-- Passage provided start --

Nagercoil Municipal Corporation is located in Kanyakumari district. Nagercoil is the administrative headquarters of Kanyakumari district and it is located in southern Tamil Nadu. The corporation is located 18 km north of Kanyakumari.  Nagercoil Corporation is a forum with 52 members.  At present Kottar, Vadasery and Vetturnimadam are the important places in Nagercoil Corporation. The annual tax revenue of this corporation is 81 crore rupees.

History 
Nagercoil Municipality was established in 1920 during the reign of Travancore State. In 1947, Nagercoil was upgraded to a primary municipality.
Kanyakumari district, which was part of the princely state of Travancore, was annexed to Tamil Nadu on 1 November 1956 as a result of the Kumari liberation struggle. When it became a district of Tamil Nadu, Nagercoil municipality was upgraded to a secondary municipality in 1956 and then to a primary municipality in 1961.  It was later upgraded to an elective municipality on 12 October 1978 and a special status municipality from 30 May 1988. Then, on 14 February 2019,  Nagercoil Municipality was upgraded to Municipal Corporation by former Chief minister of TamilNadu Edappadi K. Palanisamy.

-- Passage provided end --
-- Material shown start --

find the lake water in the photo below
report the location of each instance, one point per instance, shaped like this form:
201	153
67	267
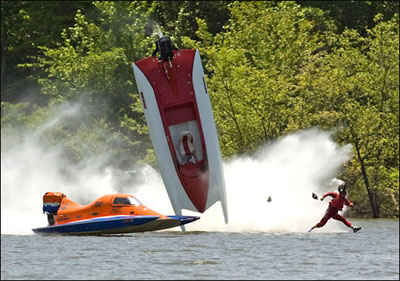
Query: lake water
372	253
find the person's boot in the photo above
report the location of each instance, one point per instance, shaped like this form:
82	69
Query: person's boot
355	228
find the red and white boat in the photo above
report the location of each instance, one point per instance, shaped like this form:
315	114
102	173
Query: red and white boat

-- Material shown end --
-- Material shown start --

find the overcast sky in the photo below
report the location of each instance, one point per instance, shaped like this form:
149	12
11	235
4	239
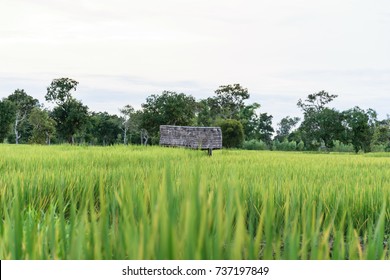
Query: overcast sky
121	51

-- Material shown end --

Write out the full Nagercoil Municipal Corporation passage word for word. Work only from the Nagercoil Municipal Corporation passage and leave the data out of it.

Nagercoil Municipal Corporation is located in Kanyakumari district. Nagercoil is the administrative headquarters of Kanyakumari district and it is located in southern Tamil Nadu. The corporation is located 18 km north of Kanyakumari.  Nagercoil Corporation is a forum with 52 members.  At present Kottar, Vadasery and Vetturnimadam are the important places in Nagercoil Corporation. The annual tax revenue of this corporation is 81 crore rupees.

History 
Nagercoil Municipality was established in 1920 during the reign of Travancore State. In 1947, Nagercoil was upgraded to a primary municipality.
Kanyakumari district, which was part of the princely state of Travancore, was annexed to Tamil Nadu on 1 November 1956 as a result of the Kumari liberation struggle. When it became a district of Tamil Nadu, Nagercoil municipality was upgraded to a secondary municipality in 1956 and then to a primary municipality in 1961.  It was later upgraded to an elective municipality on 12 October 1978 and a special status municipality from 30 May 1988. Then, on 14 February 2019,  Nagercoil Municipality was upgraded to Municipal Corporation by former Chief minister of TamilNadu Edappadi K. Palanisamy.